**WHAT YOU SHOULD DO**
Search each line below for "white", then return the lines where it appears.

**AVAILABLE RECORDS**
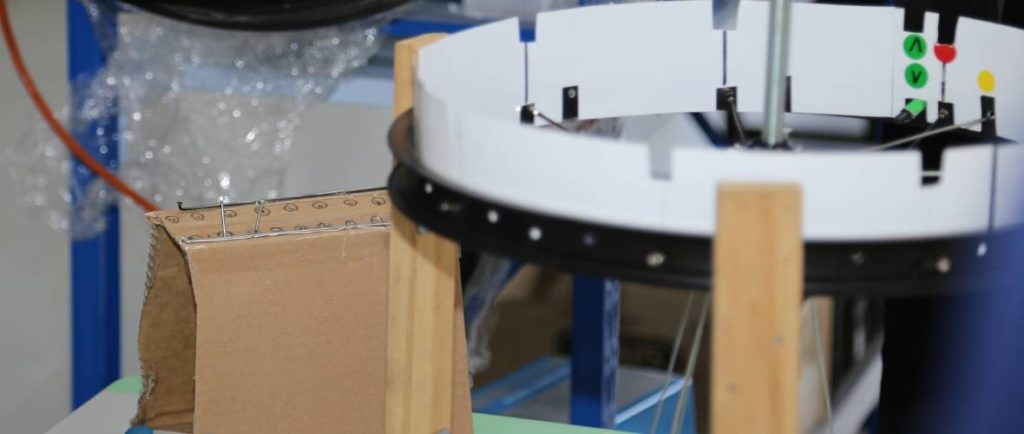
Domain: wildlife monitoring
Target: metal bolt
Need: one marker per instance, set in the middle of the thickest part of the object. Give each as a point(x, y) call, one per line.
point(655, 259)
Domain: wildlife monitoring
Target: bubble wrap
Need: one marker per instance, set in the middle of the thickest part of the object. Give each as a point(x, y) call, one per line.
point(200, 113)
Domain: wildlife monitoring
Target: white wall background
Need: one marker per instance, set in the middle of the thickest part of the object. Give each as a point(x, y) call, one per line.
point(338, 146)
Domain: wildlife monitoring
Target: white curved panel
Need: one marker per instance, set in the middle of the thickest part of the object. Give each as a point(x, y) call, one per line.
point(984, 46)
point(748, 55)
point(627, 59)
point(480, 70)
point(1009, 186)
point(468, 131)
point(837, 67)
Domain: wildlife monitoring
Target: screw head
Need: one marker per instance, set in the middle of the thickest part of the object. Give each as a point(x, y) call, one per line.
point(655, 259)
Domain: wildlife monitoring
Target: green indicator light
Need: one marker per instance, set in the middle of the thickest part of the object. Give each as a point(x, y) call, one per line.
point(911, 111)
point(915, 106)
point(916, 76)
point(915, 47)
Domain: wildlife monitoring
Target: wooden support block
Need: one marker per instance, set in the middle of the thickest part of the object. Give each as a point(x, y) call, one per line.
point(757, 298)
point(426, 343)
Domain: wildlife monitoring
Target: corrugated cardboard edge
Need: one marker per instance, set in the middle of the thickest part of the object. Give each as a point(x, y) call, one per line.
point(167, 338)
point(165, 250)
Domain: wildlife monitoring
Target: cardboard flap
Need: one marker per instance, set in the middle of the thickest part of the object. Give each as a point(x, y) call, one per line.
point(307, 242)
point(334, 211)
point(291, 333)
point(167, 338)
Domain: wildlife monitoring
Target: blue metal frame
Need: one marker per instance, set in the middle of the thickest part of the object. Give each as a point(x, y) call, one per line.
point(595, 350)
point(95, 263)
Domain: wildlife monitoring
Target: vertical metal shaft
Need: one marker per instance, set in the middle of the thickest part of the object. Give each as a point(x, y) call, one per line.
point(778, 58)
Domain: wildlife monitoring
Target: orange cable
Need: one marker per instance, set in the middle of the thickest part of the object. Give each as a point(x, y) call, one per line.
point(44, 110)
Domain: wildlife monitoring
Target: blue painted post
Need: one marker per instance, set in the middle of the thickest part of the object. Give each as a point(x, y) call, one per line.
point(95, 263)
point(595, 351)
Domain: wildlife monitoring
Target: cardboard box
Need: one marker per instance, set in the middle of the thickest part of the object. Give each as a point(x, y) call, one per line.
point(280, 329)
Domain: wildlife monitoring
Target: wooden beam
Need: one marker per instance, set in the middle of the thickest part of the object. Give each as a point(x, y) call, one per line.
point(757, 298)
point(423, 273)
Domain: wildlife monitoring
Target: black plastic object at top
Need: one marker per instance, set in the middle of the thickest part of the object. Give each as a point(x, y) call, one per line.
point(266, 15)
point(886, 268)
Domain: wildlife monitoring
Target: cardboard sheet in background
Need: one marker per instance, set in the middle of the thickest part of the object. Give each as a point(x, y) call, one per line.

**ANSWER TO THIS EXERCISE**
Target: white wall background
Target: white curved panel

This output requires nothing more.